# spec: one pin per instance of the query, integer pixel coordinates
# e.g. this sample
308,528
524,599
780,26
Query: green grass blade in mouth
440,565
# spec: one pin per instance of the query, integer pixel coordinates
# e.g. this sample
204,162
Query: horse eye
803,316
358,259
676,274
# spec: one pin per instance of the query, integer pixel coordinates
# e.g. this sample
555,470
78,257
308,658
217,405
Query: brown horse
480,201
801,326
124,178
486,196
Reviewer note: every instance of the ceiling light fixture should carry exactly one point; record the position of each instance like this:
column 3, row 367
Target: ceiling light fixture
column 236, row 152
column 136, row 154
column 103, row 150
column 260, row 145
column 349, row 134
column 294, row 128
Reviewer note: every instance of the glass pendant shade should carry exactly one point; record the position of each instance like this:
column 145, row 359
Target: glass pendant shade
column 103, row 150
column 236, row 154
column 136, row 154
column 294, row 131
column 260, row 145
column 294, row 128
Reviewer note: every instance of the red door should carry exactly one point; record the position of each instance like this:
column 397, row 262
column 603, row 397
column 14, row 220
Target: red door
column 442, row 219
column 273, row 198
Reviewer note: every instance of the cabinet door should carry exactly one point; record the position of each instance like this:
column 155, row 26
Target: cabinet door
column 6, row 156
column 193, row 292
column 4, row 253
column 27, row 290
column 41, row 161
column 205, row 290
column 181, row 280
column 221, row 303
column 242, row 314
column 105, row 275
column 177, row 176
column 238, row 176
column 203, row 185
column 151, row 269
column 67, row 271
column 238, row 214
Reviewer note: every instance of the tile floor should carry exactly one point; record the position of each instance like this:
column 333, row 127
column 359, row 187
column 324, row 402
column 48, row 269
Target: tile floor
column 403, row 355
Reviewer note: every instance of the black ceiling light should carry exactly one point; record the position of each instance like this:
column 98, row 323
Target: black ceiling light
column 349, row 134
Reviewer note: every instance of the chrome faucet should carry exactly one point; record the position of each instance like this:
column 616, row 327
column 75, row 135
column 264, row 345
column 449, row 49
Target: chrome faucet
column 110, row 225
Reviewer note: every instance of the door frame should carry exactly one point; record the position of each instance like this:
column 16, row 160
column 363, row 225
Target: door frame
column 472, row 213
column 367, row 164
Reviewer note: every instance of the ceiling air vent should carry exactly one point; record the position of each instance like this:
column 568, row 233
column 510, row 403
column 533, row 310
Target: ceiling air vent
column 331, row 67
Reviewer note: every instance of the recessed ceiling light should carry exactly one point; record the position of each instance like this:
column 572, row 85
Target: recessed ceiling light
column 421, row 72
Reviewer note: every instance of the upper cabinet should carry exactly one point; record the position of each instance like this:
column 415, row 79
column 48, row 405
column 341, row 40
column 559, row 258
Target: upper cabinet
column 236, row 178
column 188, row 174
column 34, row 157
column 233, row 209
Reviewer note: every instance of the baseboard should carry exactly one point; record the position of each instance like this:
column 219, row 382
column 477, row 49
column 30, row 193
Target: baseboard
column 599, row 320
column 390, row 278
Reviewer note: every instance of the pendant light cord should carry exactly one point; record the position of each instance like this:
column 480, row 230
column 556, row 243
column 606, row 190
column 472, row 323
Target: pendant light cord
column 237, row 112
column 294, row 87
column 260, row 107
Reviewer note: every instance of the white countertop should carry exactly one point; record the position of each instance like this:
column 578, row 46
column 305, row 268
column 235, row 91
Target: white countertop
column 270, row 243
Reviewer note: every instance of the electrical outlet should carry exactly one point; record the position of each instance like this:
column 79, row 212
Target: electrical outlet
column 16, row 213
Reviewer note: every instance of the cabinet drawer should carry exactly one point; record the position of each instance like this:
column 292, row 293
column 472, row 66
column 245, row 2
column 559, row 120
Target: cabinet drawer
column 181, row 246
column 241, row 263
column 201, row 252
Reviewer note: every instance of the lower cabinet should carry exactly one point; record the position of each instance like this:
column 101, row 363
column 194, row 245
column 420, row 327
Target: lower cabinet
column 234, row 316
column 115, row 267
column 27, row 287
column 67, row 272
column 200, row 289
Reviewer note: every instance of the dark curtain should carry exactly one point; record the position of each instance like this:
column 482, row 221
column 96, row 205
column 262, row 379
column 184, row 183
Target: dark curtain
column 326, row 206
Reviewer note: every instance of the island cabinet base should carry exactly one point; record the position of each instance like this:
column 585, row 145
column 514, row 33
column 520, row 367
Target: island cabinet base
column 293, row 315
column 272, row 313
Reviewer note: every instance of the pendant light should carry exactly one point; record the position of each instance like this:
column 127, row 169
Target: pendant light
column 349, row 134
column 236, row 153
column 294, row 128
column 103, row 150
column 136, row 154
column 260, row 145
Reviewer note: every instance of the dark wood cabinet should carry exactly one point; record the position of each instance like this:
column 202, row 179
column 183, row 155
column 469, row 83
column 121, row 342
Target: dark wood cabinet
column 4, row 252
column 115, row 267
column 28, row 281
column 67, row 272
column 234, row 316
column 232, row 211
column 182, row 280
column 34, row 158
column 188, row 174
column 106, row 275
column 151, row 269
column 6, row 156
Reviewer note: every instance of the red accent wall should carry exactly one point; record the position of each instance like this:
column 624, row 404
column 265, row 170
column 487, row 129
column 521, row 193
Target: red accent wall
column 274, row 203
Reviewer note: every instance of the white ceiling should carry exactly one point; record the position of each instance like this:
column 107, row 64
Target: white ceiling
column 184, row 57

══════

** EXERCISE GOAL **
Everything from the line containing "column 520, row 367" to the end of the records must be written out exactly; include both of those lines and no others.

** SOLUTION TO THIS PROBLEM **
column 520, row 367
Target: island cabinet base
column 293, row 315
column 272, row 313
Reviewer note: every instance of the pendant light should carry exactly one point; record the position of each instance like this:
column 127, row 169
Target: pendant light
column 349, row 134
column 236, row 153
column 294, row 128
column 103, row 150
column 136, row 154
column 260, row 145
Reviewer note: every instance of the dark wood cabinet should carry exactly one point; record the position of each instance like this:
column 202, row 179
column 183, row 155
column 469, row 83
column 121, row 342
Target: dark wood cabinet
column 4, row 252
column 115, row 267
column 28, row 281
column 67, row 272
column 234, row 316
column 232, row 211
column 182, row 280
column 34, row 158
column 188, row 174
column 106, row 275
column 151, row 269
column 6, row 156
Reviewer note: every instance of the red accent wall should carry exactly one point; record the position of each instance like this:
column 624, row 404
column 265, row 170
column 487, row 129
column 521, row 193
Target: red accent wall
column 274, row 203
Reviewer note: every instance of the white ceiling should carry exactly one point; record the position of each instance like this:
column 107, row 64
Target: white ceiling
column 184, row 57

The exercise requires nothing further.